(Source material):
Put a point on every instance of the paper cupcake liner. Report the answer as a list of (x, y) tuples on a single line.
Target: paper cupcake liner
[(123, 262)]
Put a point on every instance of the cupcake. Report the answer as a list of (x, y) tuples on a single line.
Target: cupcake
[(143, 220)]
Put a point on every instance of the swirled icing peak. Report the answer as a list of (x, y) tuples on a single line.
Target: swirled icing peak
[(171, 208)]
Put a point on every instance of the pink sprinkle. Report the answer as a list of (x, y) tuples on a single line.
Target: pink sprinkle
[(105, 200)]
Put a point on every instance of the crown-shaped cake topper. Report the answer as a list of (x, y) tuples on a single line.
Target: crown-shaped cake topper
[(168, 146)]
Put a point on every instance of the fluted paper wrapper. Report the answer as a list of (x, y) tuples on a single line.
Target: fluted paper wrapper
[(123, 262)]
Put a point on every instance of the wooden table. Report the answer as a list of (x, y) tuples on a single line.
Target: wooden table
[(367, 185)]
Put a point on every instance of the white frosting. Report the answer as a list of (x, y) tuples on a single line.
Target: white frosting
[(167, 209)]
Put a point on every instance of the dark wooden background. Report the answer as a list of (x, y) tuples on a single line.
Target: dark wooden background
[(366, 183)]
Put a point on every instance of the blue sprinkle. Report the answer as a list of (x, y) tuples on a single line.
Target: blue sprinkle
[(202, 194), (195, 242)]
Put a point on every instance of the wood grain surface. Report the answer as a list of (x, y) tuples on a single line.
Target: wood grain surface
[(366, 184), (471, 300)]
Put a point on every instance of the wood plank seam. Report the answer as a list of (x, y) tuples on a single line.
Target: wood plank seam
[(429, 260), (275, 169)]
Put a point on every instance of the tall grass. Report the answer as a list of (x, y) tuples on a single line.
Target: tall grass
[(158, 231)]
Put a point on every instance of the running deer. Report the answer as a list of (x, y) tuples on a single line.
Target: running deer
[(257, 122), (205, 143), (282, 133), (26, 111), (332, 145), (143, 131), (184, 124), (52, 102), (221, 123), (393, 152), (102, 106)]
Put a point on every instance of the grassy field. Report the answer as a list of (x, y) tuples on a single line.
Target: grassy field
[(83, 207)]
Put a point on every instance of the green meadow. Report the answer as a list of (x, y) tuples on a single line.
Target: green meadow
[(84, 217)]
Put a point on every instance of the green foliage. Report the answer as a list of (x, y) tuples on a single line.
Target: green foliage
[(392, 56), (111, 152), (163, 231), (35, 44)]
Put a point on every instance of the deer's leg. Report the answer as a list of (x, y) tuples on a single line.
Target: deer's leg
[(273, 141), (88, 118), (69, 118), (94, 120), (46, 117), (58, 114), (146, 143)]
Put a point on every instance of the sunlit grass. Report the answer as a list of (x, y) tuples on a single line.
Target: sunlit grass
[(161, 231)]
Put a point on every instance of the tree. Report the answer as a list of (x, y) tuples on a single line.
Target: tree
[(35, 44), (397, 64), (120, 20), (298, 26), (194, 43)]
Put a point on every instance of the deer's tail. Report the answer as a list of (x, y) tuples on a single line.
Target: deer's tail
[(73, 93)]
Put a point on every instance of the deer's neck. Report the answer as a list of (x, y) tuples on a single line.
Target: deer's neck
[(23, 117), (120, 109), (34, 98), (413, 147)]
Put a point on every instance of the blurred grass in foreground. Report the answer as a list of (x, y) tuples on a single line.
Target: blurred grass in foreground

(Task details): Reproduce precisely the span of lines that begins at the line containing "Put a point on every instance of the green foliage." and ends with the last line of the listing.

(Response):
Put a point on every instance of the green foliage. Report the answer as a list of (x, y) tuples on a single line.
Target: green foliage
[(392, 56), (111, 152), (163, 231), (35, 44)]
Put a point on every instance of the deer's leg. Report the answer as a list of (x, y) tuples on a single line.
Target: deer's leg
[(273, 141), (88, 118), (69, 118), (94, 120), (46, 117), (58, 114), (146, 143)]
Put a point on every instance of the sunlit grass. Report the answer as a list of (x, y) tuples on a single line.
Target: sunlit grass
[(161, 231)]
Put a point on every instance of the tree. Report the answer as a list of (x, y) tuples on a single line.
Target: tree
[(35, 44), (397, 64), (120, 20), (298, 26), (194, 43)]
Put a point on every instance of the deer's tail. Report the answer as a list of (x, y) tuples on a single line.
Target: deer's tail
[(73, 93)]
Put a point on every instance of the deer's neck. Report the answer as a list of (x, y) tuples on a single line.
Target: deer's neck
[(23, 117), (120, 109), (34, 98), (413, 147)]
Put a point on every instance of the blurred grass in foreground. Report the answer as a list of (x, y) tuples on a single line.
Target: blurred grass in foreground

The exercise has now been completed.